DOCUMENT EXCERPT:
*-*-*
Jewish Journal

Making History

Ziegler School's first rabbinical grads represent a new breed that mixes tradition and creativity

by Orit Arfa

Posted on May. 20, 1999 at 8:00 pm

Only eight men and women stepped up to the podium in front of the ark at Valley Beth Shalom on Monday to receive their smicha (rabbinical ordination) from the University of Judaism's Ziegler School of Rabbinical Studies, but the event resonated with historical and religious importance.

This was the 4-year-old rabbinical school's first ordination ceremony and offers a foretaste of what the future is likely to hold within the Conservative movement. Planners took care to ensure that the event imparted the significance of the moment and evoked the same qualities that Ziegler leaders say give the newest Conservative rabbinical school, and, consequently, those who receive their ordination there, an edge: a fusion of tradition and creativity, academic rigor and spiritual sensitivity.
*-*-*
MATERIAL SHOWN:

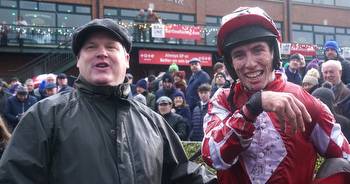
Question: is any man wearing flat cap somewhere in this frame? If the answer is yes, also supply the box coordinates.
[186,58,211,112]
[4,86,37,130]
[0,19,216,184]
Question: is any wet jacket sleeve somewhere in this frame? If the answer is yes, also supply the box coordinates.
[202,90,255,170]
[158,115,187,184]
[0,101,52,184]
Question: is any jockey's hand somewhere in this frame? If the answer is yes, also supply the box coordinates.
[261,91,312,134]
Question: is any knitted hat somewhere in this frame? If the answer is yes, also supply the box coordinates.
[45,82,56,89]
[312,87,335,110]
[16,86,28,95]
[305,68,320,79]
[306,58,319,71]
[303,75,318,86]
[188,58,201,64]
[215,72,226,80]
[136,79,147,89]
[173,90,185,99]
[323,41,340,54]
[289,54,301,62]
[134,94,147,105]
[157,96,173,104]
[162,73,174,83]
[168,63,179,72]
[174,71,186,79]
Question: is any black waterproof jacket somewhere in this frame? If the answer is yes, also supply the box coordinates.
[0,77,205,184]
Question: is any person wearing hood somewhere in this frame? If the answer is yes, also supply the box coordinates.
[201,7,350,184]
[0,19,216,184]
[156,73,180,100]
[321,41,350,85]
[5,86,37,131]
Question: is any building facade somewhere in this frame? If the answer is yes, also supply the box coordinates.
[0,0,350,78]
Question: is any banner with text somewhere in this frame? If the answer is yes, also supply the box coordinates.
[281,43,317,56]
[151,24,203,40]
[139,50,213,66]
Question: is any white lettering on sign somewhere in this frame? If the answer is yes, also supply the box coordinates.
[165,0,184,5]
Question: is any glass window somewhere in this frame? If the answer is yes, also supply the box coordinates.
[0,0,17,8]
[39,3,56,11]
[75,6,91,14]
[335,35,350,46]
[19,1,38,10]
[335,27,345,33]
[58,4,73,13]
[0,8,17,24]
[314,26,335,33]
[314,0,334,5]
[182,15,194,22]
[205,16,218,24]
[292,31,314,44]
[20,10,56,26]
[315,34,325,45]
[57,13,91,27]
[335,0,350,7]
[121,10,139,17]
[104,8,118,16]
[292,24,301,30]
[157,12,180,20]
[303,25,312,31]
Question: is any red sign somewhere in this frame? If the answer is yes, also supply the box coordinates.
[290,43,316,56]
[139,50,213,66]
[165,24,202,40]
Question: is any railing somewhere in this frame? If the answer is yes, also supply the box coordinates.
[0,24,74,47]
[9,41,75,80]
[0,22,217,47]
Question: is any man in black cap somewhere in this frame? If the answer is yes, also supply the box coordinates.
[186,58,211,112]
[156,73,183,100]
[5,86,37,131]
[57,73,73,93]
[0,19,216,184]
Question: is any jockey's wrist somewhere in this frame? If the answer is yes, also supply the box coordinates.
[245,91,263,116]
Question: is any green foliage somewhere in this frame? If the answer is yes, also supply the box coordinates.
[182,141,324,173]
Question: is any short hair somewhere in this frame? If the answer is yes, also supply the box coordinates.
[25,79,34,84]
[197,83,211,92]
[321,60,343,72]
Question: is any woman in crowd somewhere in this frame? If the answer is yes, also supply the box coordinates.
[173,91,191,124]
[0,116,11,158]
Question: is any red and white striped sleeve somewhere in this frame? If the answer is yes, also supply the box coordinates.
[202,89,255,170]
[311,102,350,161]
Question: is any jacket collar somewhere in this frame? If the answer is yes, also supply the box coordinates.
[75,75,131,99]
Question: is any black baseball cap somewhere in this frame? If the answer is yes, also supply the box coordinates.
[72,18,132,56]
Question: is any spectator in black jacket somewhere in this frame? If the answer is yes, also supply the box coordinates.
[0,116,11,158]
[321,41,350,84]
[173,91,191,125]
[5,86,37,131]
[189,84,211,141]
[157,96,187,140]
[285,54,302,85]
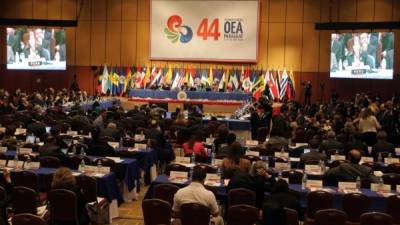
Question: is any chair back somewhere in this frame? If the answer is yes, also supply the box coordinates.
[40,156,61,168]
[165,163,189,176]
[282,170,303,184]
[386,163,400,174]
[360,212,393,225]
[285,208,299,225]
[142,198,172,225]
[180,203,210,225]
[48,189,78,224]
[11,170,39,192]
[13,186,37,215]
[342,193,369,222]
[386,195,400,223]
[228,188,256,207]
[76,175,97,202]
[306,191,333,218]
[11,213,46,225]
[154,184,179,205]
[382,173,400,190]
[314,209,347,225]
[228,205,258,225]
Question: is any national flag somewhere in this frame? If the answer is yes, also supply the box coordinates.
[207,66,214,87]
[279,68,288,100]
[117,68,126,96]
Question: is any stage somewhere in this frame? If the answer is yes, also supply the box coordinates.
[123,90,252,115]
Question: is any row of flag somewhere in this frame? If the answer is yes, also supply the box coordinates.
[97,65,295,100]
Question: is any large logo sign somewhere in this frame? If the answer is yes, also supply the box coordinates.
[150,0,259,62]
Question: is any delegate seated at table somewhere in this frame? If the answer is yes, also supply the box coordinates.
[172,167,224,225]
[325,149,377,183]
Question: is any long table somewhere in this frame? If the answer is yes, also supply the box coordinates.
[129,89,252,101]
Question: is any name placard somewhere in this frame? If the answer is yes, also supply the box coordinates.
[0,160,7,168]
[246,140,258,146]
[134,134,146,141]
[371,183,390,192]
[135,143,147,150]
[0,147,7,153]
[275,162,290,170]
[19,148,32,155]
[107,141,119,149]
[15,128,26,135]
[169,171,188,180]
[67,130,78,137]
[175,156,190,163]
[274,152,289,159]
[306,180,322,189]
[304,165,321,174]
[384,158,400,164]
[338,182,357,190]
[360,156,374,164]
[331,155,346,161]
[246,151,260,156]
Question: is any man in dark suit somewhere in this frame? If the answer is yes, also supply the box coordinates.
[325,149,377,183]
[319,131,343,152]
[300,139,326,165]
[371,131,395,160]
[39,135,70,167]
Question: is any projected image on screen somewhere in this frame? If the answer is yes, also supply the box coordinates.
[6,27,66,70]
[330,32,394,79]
*-*-*
REQUIREMENT A: According to the Ziegler School article, where was the first ordination ceremony held?
REQUIREMENT B: Please continue the Ziegler School article from where it stops.
The lines above are separate material, unrelated to the Ziegler School article.

TASK RESULT A: At Valley Beth Shalom.

TASK RESULT B:
"From the outset, we decided we wanted it to be a religious ceremony and not an academic one," Ziegler Assistant Dean Rabbi Eddie Harwitz. "We wanted to create it so there was a transmission of rabbinical authority."

Rabbi Harold Schulweis of Valley Beth Shalom received the Simon Greenberg Award for Distinguished Rabbinic Leadership, and Rabbi Harold Kushner, author of the widely acclaimed "When Bad Things Happen to Good People," delivered the keynote address.

Probably the most anticipated moment of the ceremony was when each student's mentor presented his or her protege to the beit din (Jewish Court), which included Elliot Dorff, rector of the University of Judaism and leader in the Conservative movement; Rabbi Seymor Essrog, president of the Rabbinical Assembly; and Rabbi Joel Meyers, executive vice president of the Rabbinical Assembly. Various Ziegler faculty members composed the language of the ordination proclamation and the ordination certificate, which added to the ceremony' s innovative nature.

"It was a very warm, moving and personal type of ceremony," Essrog said. He said the ceremony had a kind of "California style," quite unlike the formality of the East Coast.

Indeed, the innovative ceremony symbolized an even greater departure that the school has taken from its eastern counterparts.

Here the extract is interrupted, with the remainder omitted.